DATA LINES.

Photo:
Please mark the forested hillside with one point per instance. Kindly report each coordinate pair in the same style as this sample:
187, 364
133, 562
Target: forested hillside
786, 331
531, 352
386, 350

==

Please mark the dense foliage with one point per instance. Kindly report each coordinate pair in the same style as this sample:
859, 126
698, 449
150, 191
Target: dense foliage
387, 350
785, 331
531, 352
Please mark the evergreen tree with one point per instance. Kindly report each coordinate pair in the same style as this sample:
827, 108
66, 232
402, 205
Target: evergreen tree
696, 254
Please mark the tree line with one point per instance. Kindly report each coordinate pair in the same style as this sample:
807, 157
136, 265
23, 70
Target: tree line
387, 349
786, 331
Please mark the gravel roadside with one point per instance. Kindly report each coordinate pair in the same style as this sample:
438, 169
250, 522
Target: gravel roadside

AIM OF THE TASK. Return the lines above word for word, starting at the line that contains "Please mark the evergreen" and ending at the line that contains "Target: gravel roadside", with both of those lines included.

COMPLETE OUTPUT.
Please mark the evergreen tree with one point per instance. Kindly report each coordinate pair in the same style as this sample:
827, 108
66, 232
402, 205
Target: evergreen tree
696, 254
Please mark the tree line with one point per instance. Kindly report each coordinate pair in the same style as this sample:
807, 157
136, 265
23, 70
Target: tree line
387, 349
786, 331
Please mark the gravel roadside with one point per instance. Kindly report each coordinate pair in the same style as this sample:
438, 169
250, 522
Target: gravel roadside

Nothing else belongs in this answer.